• [What is required]:
In the data below, how many lines contain the string "beach"? Give only the number.

Point-per-instance localization data
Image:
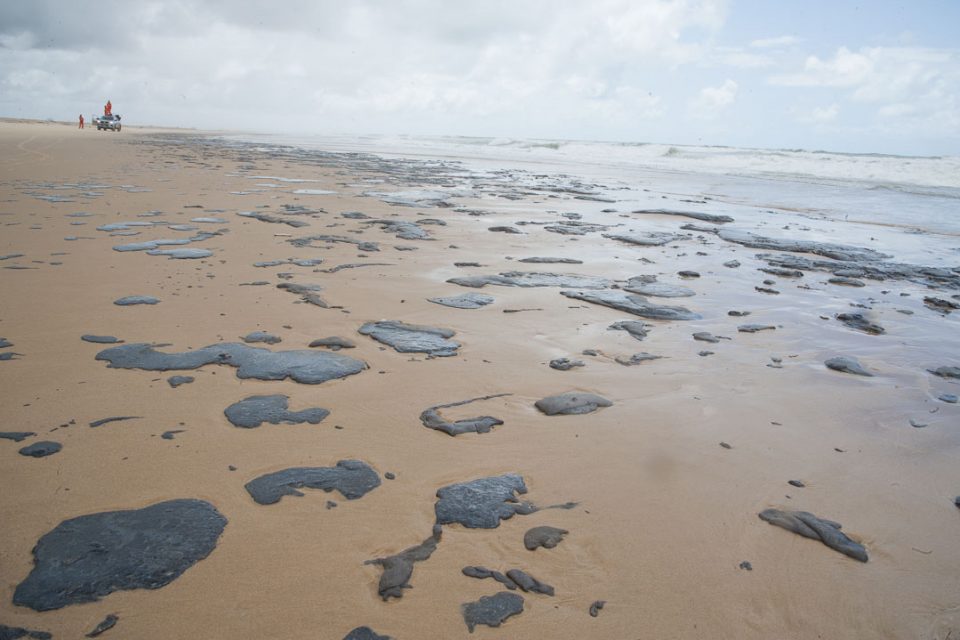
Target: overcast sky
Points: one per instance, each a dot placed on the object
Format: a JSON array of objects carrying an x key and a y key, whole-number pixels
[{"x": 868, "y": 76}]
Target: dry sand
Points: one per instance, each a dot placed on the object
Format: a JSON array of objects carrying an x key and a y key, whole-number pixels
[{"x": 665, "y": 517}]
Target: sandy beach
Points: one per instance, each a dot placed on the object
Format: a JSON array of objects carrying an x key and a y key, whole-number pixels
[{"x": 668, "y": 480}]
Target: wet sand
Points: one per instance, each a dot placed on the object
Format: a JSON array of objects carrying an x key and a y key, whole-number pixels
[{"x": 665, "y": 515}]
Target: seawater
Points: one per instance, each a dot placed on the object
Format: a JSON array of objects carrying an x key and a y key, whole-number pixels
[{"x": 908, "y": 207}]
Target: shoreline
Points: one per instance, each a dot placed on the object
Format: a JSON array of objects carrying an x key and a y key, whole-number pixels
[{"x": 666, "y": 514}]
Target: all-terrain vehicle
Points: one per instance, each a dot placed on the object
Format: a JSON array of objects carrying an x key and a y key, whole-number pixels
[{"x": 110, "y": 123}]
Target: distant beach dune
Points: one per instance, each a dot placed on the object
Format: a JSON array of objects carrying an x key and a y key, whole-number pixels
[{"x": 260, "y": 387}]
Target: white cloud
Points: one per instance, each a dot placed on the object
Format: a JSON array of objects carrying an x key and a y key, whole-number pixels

==

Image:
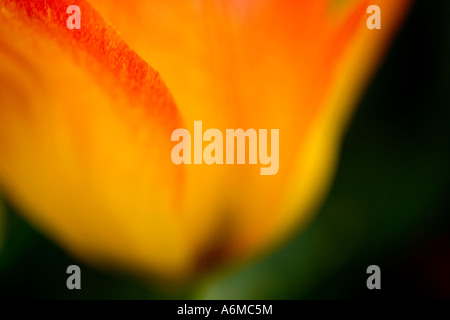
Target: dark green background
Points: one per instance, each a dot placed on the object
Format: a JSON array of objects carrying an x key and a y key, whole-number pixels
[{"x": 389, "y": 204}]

==

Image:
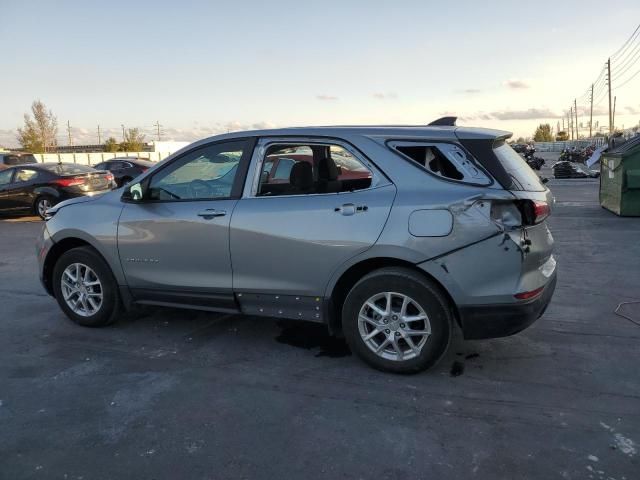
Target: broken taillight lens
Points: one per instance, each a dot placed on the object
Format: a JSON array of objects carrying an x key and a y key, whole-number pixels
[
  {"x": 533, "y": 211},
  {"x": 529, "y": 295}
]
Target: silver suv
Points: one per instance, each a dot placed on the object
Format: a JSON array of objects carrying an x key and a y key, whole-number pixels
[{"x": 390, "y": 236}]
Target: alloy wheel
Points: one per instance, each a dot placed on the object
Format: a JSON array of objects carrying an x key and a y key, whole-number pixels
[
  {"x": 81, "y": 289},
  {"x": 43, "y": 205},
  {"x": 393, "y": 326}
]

• [Exercise result]:
2